▶ **TASK BRIEF**
With pictures left out, extract every line between the start of the records below and the line holding "box: [97, 93, 125, 111]", inclusive.

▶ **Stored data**
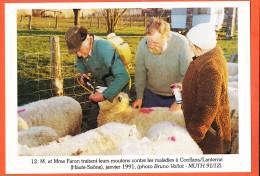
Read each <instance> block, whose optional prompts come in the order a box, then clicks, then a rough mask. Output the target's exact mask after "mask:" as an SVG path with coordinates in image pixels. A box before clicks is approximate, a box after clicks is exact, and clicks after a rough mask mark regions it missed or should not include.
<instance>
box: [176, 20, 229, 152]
mask: <svg viewBox="0 0 260 176" xmlns="http://www.w3.org/2000/svg"><path fill="white" fill-rule="evenodd" d="M187 38H188V40H189V44H190V46H191V48H192V50H193V52H194V55H195V57H193V61H192V62H191V63H190V65H189V67H188V70H187V72H186V74H185V76H184V79H183V84H182V85H181V84H175V85H178V86H179V87H180V89H181V90H182V109H183V113H184V118H185V122H186V127H187V130H188V131H189V133H190V135H191V136H192V138H193V139H194V140H195V141H196V142H197V143H198V145H199V146H200V147H201V149H202V150H203V153H204V154H224V153H228V152H229V151H230V145H231V144H230V143H231V123H230V111H229V100H228V91H227V89H228V71H227V64H226V60H225V58H224V56H223V51H222V50H221V48H220V47H219V46H218V45H216V33H215V29H214V27H213V26H211V25H210V24H208V23H203V24H199V25H197V26H195V27H193V28H191V29H190V31H189V32H188V33H187Z"/></svg>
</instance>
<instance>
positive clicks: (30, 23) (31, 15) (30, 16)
mask: <svg viewBox="0 0 260 176" xmlns="http://www.w3.org/2000/svg"><path fill="white" fill-rule="evenodd" d="M29 29H30V30H31V29H32V15H30V16H29Z"/></svg>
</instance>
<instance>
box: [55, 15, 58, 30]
mask: <svg viewBox="0 0 260 176" xmlns="http://www.w3.org/2000/svg"><path fill="white" fill-rule="evenodd" d="M55 28H56V29H58V16H56V25H55Z"/></svg>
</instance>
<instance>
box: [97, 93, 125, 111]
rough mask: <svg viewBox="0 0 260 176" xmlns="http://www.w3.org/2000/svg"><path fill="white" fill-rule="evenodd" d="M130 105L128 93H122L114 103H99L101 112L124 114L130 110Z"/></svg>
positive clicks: (117, 95)
mask: <svg viewBox="0 0 260 176" xmlns="http://www.w3.org/2000/svg"><path fill="white" fill-rule="evenodd" d="M128 105H129V97H128V95H127V94H126V93H123V92H120V93H119V94H118V95H117V96H116V97H115V98H114V100H113V102H112V103H111V102H109V101H108V100H105V101H103V102H101V103H99V107H100V111H107V110H110V111H113V112H123V111H125V110H126V109H127V108H128Z"/></svg>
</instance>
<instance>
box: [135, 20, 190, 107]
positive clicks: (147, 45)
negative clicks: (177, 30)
mask: <svg viewBox="0 0 260 176" xmlns="http://www.w3.org/2000/svg"><path fill="white" fill-rule="evenodd" d="M191 60H192V52H191V51H190V48H189V44H188V41H187V39H186V38H185V37H184V36H182V35H180V34H177V33H174V32H171V31H170V25H169V24H168V23H167V22H165V21H163V20H162V19H158V18H152V19H151V21H150V22H149V23H148V24H147V26H146V37H145V38H143V39H142V40H141V41H140V43H139V45H138V48H137V55H136V68H135V89H136V93H137V99H136V101H135V102H134V103H133V104H132V107H133V108H140V107H141V106H142V105H143V107H169V108H170V111H174V110H178V109H180V106H181V105H180V104H177V103H176V101H175V97H174V96H173V95H172V88H171V85H172V84H173V83H178V82H182V80H183V77H184V74H185V72H186V70H187V68H188V66H189V63H190V62H191Z"/></svg>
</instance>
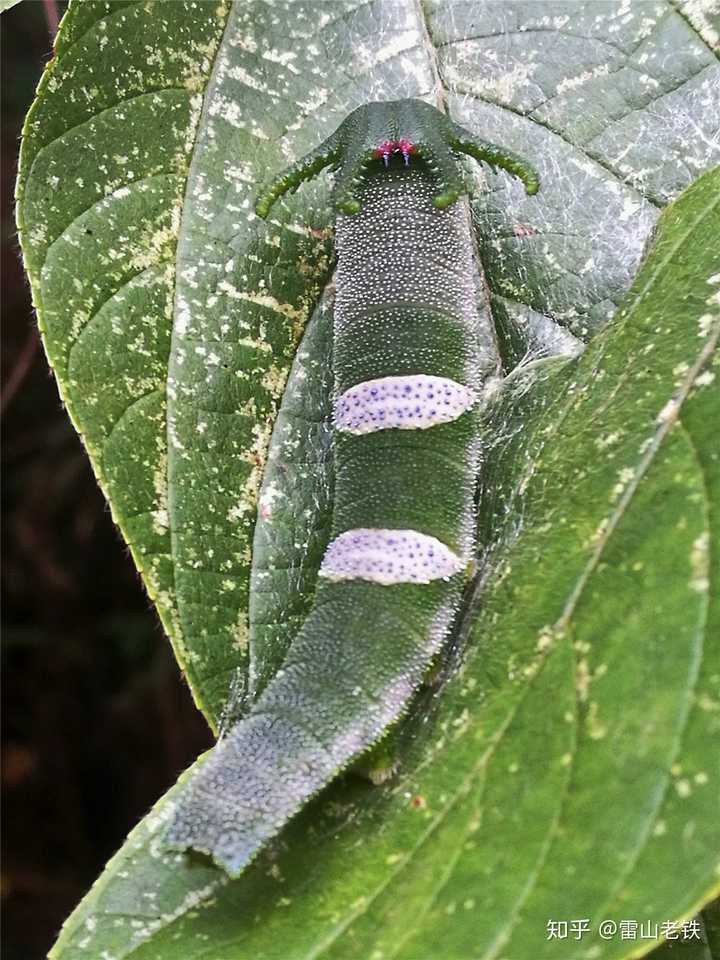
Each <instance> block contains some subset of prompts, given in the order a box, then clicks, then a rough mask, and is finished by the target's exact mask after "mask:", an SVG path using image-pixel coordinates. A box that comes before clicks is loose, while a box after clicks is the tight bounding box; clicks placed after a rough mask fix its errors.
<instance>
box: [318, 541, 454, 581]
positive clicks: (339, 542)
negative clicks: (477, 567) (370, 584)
mask: <svg viewBox="0 0 720 960" xmlns="http://www.w3.org/2000/svg"><path fill="white" fill-rule="evenodd" d="M464 567H465V562H464V561H463V560H462V558H461V557H459V556H458V555H457V554H456V553H455V552H454V551H452V550H451V549H450V548H449V547H448V546H446V545H445V544H444V543H443V542H442V541H441V540H438V539H437V538H436V537H431V536H428V535H427V534H424V533H418V531H417V530H382V529H375V528H372V527H363V528H360V529H358V530H348V531H346V532H345V533H341V534H340V536H338V537H336V538H335V539H334V540H333V541H332V542H331V543H330V544H329V545H328V548H327V550H326V551H325V556H324V557H323V561H322V564H321V566H320V576H321V577H326V578H327V579H328V580H370V581H371V582H373V583H382V584H385V585H390V584H393V583H430V582H431V581H432V580H447V579H448V578H449V577H452V576H454V574H456V573H459V572H460V571H461V570H463V569H464Z"/></svg>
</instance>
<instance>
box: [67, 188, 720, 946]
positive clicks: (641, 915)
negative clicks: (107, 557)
mask: <svg viewBox="0 0 720 960" xmlns="http://www.w3.org/2000/svg"><path fill="white" fill-rule="evenodd" d="M719 208H720V169H719V170H716V171H715V172H713V173H710V174H707V175H706V176H704V177H703V178H701V179H700V181H699V182H698V183H697V184H695V185H694V186H693V187H691V188H690V189H689V190H688V191H687V193H686V194H684V195H683V197H682V198H681V199H680V200H679V201H678V202H677V203H676V204H674V205H673V206H672V207H670V208H669V209H668V211H667V212H666V213H665V214H664V215H663V217H662V219H661V225H660V232H659V238H658V242H657V245H656V247H655V249H654V251H653V253H652V256H651V257H650V258H649V259H648V261H647V262H646V263H645V265H644V266H643V269H642V270H641V272H640V274H639V276H638V278H637V280H636V282H635V283H634V285H633V288H632V290H631V291H630V293H629V295H628V297H627V299H626V301H625V303H624V306H623V308H622V309H621V311H620V313H619V315H618V317H617V318H616V319H615V321H614V322H613V323H612V324H611V325H610V326H609V327H608V328H607V330H606V331H605V332H604V333H602V334H600V335H599V336H598V337H597V338H596V339H595V340H594V341H593V343H592V344H591V345H590V347H589V348H588V350H587V351H586V352H585V354H584V355H583V357H582V358H580V360H579V361H577V362H571V363H570V364H567V363H558V362H557V361H551V362H549V363H548V362H541V363H536V364H535V365H530V366H528V367H527V368H525V369H521V370H520V371H519V372H518V373H516V374H515V375H514V376H513V377H511V378H510V379H509V381H508V382H507V383H506V385H505V387H504V389H503V390H502V392H501V394H500V397H499V399H498V403H497V404H496V406H495V413H494V416H495V417H497V418H499V421H500V422H501V423H502V424H503V425H504V427H505V434H504V437H503V438H502V439H501V440H499V441H498V446H497V447H496V449H495V451H494V456H493V458H492V461H493V463H494V471H493V476H492V478H490V479H488V481H487V483H486V493H487V496H489V497H491V498H492V505H493V508H494V511H493V512H494V516H495V517H497V518H499V519H498V520H497V521H496V522H497V525H498V533H499V532H500V531H502V533H503V540H502V541H500V542H501V544H502V545H501V546H499V547H498V548H497V555H496V556H495V557H493V558H492V560H491V562H489V563H488V573H487V579H486V583H485V586H484V589H483V591H482V595H481V598H480V604H479V606H478V607H476V608H475V609H474V610H473V615H472V616H469V617H468V618H467V623H468V630H469V633H470V637H469V643H468V653H467V657H466V660H465V662H464V664H463V665H462V668H461V669H460V671H459V672H458V673H457V675H456V676H454V677H453V678H452V679H451V681H450V682H449V683H448V684H447V686H446V687H445V689H444V690H443V691H442V694H441V696H440V697H438V698H437V700H436V702H435V703H434V706H433V707H432V709H431V710H430V712H429V713H426V714H425V720H423V718H422V717H421V716H419V717H417V718H416V722H415V725H414V727H413V728H412V731H411V733H412V736H411V743H410V746H409V750H408V755H407V757H406V758H405V761H404V763H403V768H402V772H401V776H400V777H399V779H398V780H397V781H396V782H395V783H394V784H393V785H392V786H391V787H390V788H388V789H383V790H378V789H372V788H368V787H366V786H365V785H361V784H360V783H358V782H353V781H352V779H351V778H350V779H348V780H346V781H345V782H340V783H337V784H336V785H334V787H333V788H332V789H331V790H330V791H328V792H327V793H325V794H323V796H322V797H321V798H319V799H318V800H317V801H315V802H314V803H313V804H311V805H310V807H308V808H307V809H306V810H305V812H304V813H303V814H302V815H301V816H300V817H299V818H298V819H297V820H296V821H294V822H293V823H292V824H291V826H290V829H289V830H287V831H286V832H285V833H284V834H283V836H282V837H281V839H280V841H279V842H278V843H276V844H275V845H274V846H273V847H272V848H271V849H270V850H269V851H267V852H266V854H265V855H264V856H262V857H261V859H260V860H259V861H258V862H256V863H255V864H254V865H253V866H252V867H251V868H250V869H249V870H248V872H247V873H246V874H245V875H244V876H243V877H241V878H240V880H238V881H235V882H233V883H227V882H226V880H225V878H224V875H223V874H222V873H221V872H219V871H218V872H215V873H213V872H212V871H211V870H209V868H206V867H204V866H200V865H199V864H192V863H189V862H188V861H186V860H184V859H183V858H182V857H180V856H175V855H168V854H167V853H165V852H163V850H162V848H161V847H160V846H159V845H158V844H159V837H160V835H161V830H162V826H163V823H164V822H165V821H166V819H167V818H168V816H169V814H170V813H171V810H172V804H173V795H174V794H175V793H176V791H177V790H178V787H176V788H173V790H172V791H171V792H170V794H169V795H168V797H167V798H165V799H164V800H163V801H161V802H160V804H159V805H158V807H157V809H156V811H154V813H153V814H151V815H150V817H148V818H147V819H146V820H145V821H144V822H143V824H142V825H141V826H140V827H139V828H138V829H137V830H136V831H135V832H134V833H133V834H132V835H131V836H130V838H129V840H128V843H127V844H126V846H125V847H124V848H123V850H122V851H121V852H120V854H118V856H117V857H116V858H115V860H114V861H112V862H111V864H110V865H109V867H108V869H107V871H106V874H105V875H104V876H103V878H101V880H100V881H99V883H98V885H97V887H96V888H95V889H94V890H93V892H91V894H90V895H89V896H88V898H87V899H86V901H85V902H84V904H83V905H82V906H81V907H80V908H79V909H78V911H77V912H76V914H75V915H74V916H73V917H72V918H71V919H70V921H69V922H68V924H67V925H66V927H65V930H64V932H63V935H62V937H61V939H60V941H59V943H58V946H57V947H56V950H55V952H54V954H53V956H54V957H57V958H60V957H62V958H69V957H73V958H74V957H76V956H78V957H79V956H82V955H83V952H82V949H81V947H80V942H81V941H85V948H86V949H92V950H93V951H95V952H96V955H98V956H100V955H102V950H108V951H109V952H110V953H111V954H112V955H113V956H117V957H125V956H129V955H132V956H133V957H138V958H140V957H146V956H147V957H151V956H152V957H165V956H168V957H169V956H173V955H174V953H173V951H175V950H176V949H177V946H176V945H177V943H178V942H180V943H182V945H183V956H185V957H188V958H192V957H200V956H206V955H207V954H208V950H210V951H211V952H213V955H214V956H218V957H222V958H223V960H225V958H227V960H230V958H241V957H264V958H273V957H276V958H278V960H280V958H286V957H288V956H292V957H297V958H301V957H303V958H304V957H319V956H323V957H338V958H340V957H342V958H343V960H345V958H352V957H358V958H361V957H370V956H377V957H381V956H382V957H393V958H408V960H411V958H412V960H415V958H418V957H426V956H428V957H429V956H438V955H442V956H443V957H448V958H457V960H462V958H467V957H470V956H482V957H487V958H490V957H512V958H516V957H518V958H521V957H539V958H542V957H548V958H551V957H558V956H560V957H567V958H568V960H569V958H573V960H574V958H576V957H578V956H579V955H581V956H589V957H598V958H619V957H627V956H630V955H636V954H637V953H638V951H640V952H643V950H647V949H649V947H650V946H652V941H644V942H640V943H633V942H632V941H627V940H620V939H619V938H618V937H616V938H614V939H609V940H604V939H602V938H600V937H599V936H598V933H597V925H598V924H599V922H600V921H601V920H608V919H610V920H615V922H617V923H619V922H620V921H621V920H623V919H637V920H639V921H643V920H650V921H655V922H661V921H663V920H680V919H682V918H686V917H690V916H692V914H693V913H694V912H695V911H696V910H697V908H698V907H699V906H700V905H701V904H702V902H703V901H705V900H707V899H708V898H709V897H710V896H711V895H712V893H713V890H717V888H718V875H717V850H718V846H719V844H720V829H719V828H718V823H717V817H716V813H717V809H716V808H717V792H718V788H719V787H720V771H718V764H717V759H716V758H713V757H708V744H710V743H712V742H714V738H715V737H716V736H717V733H718V729H719V722H718V717H719V713H718V702H719V701H718V692H719V691H718V677H719V676H720V670H719V669H718V668H719V666H720V664H718V650H717V647H716V646H713V645H709V646H708V640H709V639H710V638H712V637H713V636H717V635H718V627H719V626H720V623H719V622H718V621H719V620H720V606H719V605H718V577H720V566H719V564H718V555H717V552H716V551H715V550H714V549H713V550H710V549H709V548H710V544H715V543H717V542H718V541H717V537H718V533H719V532H720V531H718V519H719V518H720V512H719V511H718V503H719V501H720V459H719V458H718V457H717V451H716V447H714V446H713V444H712V442H711V441H712V435H713V432H714V431H715V429H716V428H715V425H716V424H717V422H718V416H719V415H720V409H719V407H720V404H719V403H718V395H717V391H716V386H715V385H714V377H715V376H716V371H717V368H718V355H717V342H718V338H720V311H718V286H719V284H720V278H719V277H718V275H717V257H716V256H715V253H714V248H713V245H712V239H713V238H714V237H715V236H716V235H717V232H718V229H719V228H720V209H719ZM531 386H532V389H530V387H531ZM496 435H497V434H496ZM511 507H512V509H510V508H511ZM628 584H629V585H630V588H628ZM425 706H426V707H430V704H426V705H425ZM428 717H429V720H428ZM198 891H200V892H198ZM201 898H202V907H201V908H200V909H195V908H196V907H197V906H198V900H200V899H201ZM150 900H151V901H152V908H151V909H148V907H147V902H148V901H150ZM191 907H192V908H193V909H191ZM584 917H587V918H589V919H590V921H591V932H590V934H588V935H586V937H585V938H584V939H583V943H582V951H583V952H582V954H578V952H577V951H578V946H577V943H576V942H575V941H573V940H566V941H556V940H546V933H545V931H546V923H547V921H548V920H550V919H557V920H562V919H566V920H572V919H581V918H584Z"/></svg>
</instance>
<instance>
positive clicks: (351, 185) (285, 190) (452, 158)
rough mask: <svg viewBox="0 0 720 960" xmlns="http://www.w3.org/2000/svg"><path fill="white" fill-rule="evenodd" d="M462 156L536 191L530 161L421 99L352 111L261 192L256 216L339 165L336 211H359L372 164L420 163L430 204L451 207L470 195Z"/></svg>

▶ **WRITTEN ANSWER**
Read each <instance> block, whose optional prompts come in the order a box, then clicks, then a rough mask. Output the target's exact mask after "mask:" as an SVG path with coordinates in image pixels. A box before clicks is approximate, a box after clicks is exact, and clicks after a rough mask mark regions it missed or should not include.
<instance>
box: [176, 20, 229, 152]
mask: <svg viewBox="0 0 260 176" xmlns="http://www.w3.org/2000/svg"><path fill="white" fill-rule="evenodd" d="M187 38H188V40H189V44H190V46H191V48H192V50H193V52H194V55H195V57H193V61H192V62H191V63H190V65H189V67H188V70H187V72H186V74H185V76H184V79H183V84H182V85H181V84H175V85H178V86H179V87H180V89H181V90H182V109H183V113H184V118H185V122H186V127H187V130H188V131H189V133H190V135H191V136H192V138H193V139H194V140H195V141H196V142H197V143H198V145H199V146H200V147H201V149H202V150H203V153H204V154H224V153H228V152H229V151H230V145H231V144H230V143H231V123H230V111H229V100H228V91H227V89H228V71H227V64H226V60H225V58H224V56H223V51H222V50H221V48H220V47H219V46H218V45H216V33H215V29H214V27H213V26H211V25H210V24H208V23H203V24H199V25H197V26H195V27H193V28H191V29H190V31H189V32H188V33H187Z"/></svg>
</instance>
<instance>
positive clicks: (30, 23) (31, 15) (30, 16)
mask: <svg viewBox="0 0 260 176" xmlns="http://www.w3.org/2000/svg"><path fill="white" fill-rule="evenodd" d="M29 29H30V30H31V29H32V15H30V16H29Z"/></svg>
</instance>
<instance>
box: [55, 15, 58, 30]
mask: <svg viewBox="0 0 260 176" xmlns="http://www.w3.org/2000/svg"><path fill="white" fill-rule="evenodd" d="M55 28H56V29H58V16H56V25H55Z"/></svg>
</instance>
<instance>
box: [97, 93, 125, 111]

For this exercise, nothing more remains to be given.